Famed investigative journalist Nellie Bly was born Elizabeth Jane Cochran (she later added an "e" to the end of her name) on May 5, 1864, in Cochran's Mills, Pennsylvania, a town founded by her father, Michael Cochran, who amply provided for his family by working as a judge and landowner. Bly's mother was Michael Cochran's second wife, Mary Jane Cochran; their marriage produced five children, the third of which was Bly. (Prior to their union, Michael and Mary Jane were both widowed. Michael had 10 children by his first wife; Mary Jane had no children from her first marriage.)
Bly suffered a tragic loss in 1870, at the age of 6, when her father died suddenly. Amidst their grief, Michael Cochran's death presented a grave financial detriment to his family, as he left them without a will, and, thusly, no legal claim to his estate.

■ Recorded data ■

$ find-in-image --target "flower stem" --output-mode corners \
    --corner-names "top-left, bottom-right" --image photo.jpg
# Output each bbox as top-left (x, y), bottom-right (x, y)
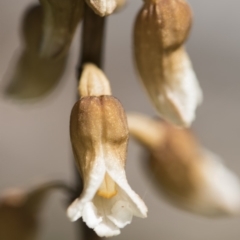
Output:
top-left (73, 3), bottom-right (105, 240)
top-left (78, 3), bottom-right (105, 76)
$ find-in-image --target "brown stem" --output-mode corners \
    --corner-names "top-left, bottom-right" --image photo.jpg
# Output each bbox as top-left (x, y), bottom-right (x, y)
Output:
top-left (73, 3), bottom-right (105, 240)
top-left (78, 3), bottom-right (105, 76)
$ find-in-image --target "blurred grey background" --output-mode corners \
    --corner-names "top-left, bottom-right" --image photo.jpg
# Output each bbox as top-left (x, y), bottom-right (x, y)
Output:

■ Work instruction ■
Revise the passage on Nellie Bly's early life from "Famed investigative journalist" down to "her first marriage.)", replacing "landowner" with "property owner".

■ Result of this task ■
Famed investigative journalist Nellie Bly was born Elizabeth Jane Cochran (she later added an "e" to the end of her name) on May 5, 1864, in Cochran's Mills, Pennsylvania, a town founded by her father, Michael Cochran, who amply provided for his family by working as a judge and property owner. Bly's mother was Michael Cochran's second wife, Mary Jane Cochran; their marriage produced five children, the third of which was Bly. (Prior to their union, Michael and Mary Jane were both widowed. Michael had 10 children by his first wife; Mary Jane had no children from her first marriage.)